* Task list:
(1) Using the post wishing Mom a happy day, answer the following:
(a) How long has the writer's mom lived in the states?
(b) What did she always reply when greeted with a "hey"?
(c) Whom was the misdialing caller asking for?
(2) Write the next few paragraphs of the post about the writer's mom, picking up after her reply "Dis a bar."

* Selected passage:
* * * * * * *
May 9, 2009

Wishing Mom a Happy Day!

My mom is one of the funniest people I know, but her humor isn’t always intentional. Sometimes she says the wrong thing at the wrong time, and though she’s lived in the states for the last 50 years, she speaks with a Japanese accent that makes her sound like one of the computer-generated characters out of a Star Wars movie. When I was a kid, my friends loved her and would drop by the house just to say, “Hey, Mrs. Bahr,” because they knew she didn’t like to be greeted with a “hey” and would always reply, “Hay? Hay da fo hos!” (which, in her Jar Jar Binks manner of speaking meant: Hay is for horses).

I could go on and on about her various misadventures using the English language, but perhaps I can give you an example. This happened one evening when my brothers and I were home for the holidays, shooting the breeze. Suddenly the phone rang and mom stood to answer it. We heard her say hello, after which confusion clouded her expression. The caller, apparently, had misdialed and was asking for Bill or Tom or someone else who wasn’t a member of our family. So mom replied in a way that she must have considered direct, but helpful.

“No,” she said. “Dis a bar.”
* * * * * * *
* Recorded information:
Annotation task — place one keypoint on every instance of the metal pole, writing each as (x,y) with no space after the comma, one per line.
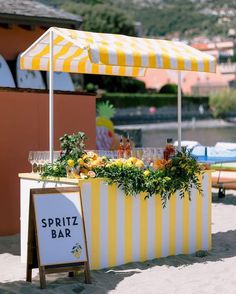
(51,118)
(179,110)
* * * * * * *
* Exercise results:
(1)
(a) For the last 50 years.
(b) "Hay? Hay da fo hos!" (meaning "Hay is for horses").
(c) Bill or Tom or someone else who wasn't a member of the family.

(2)
Now, we all knew what she was trying to say—that the caller had mistakenly reached the Bahr residence—but her execution was lacking. My brothers and I started to laugh, imagining what the person on the other end of the line was thinking. Did I just call Bob’s House of Ale and reach someone who’d had more than her share to drink? My mom heard us snickering and started to laugh, too, but she quickly composed herself and said, “Solly bout dat,” before hanging up the phone.

It wasn’t until I relearned Japanese that I got to know my mom in a way that her second language had kept hidden. When speaking in her childhood tongue, she conveys a kind of authority and grace that is surprising and causes me to wonder how difficult it must have been for her to grope for words most of her adult life. Then I realize she doesn’t think that way. She isn’t bothered by a misplaced article, or an improperly conjugated verb. You might say that, to her, perfection is overrated—especially when quirky is an option.

And guess what? I believe that, too.

My mom used to be passionate about football. When the 49ers played, she’d be super-glued to the TV and shame on you if you tried to pry her away. Then, a few years ago she was suddenly bemoaning the fact that she didn’t like the sport anymore. The reason? She didn’t have a team to root for! You see, her favorite player, Steve Young, had retired and because my brothers and I were out of school, there were no college teams that interested her, either. Hearing that, I reminded her that she had a grandson (my boy, Matt) who was attending UC Berkley and I suggested she could root for the Golden Bears of Cal.

Mom replied matter-of-factly, “That’s not good. I can’t say Cal.”

And she was right. The way she pronounced “Cal” sounded more like “Cow.” That’s when a picture entered my head. It was of my mom at a college game flinging tortillas and yelling, “Go cow. Go cow,” while those around her wondered what pasture she was minding.

So I offered an alternative. “Just refer to the team as Berkley.”

Mom thought for a moment and replied, “Bukwee? I can’t say that either.”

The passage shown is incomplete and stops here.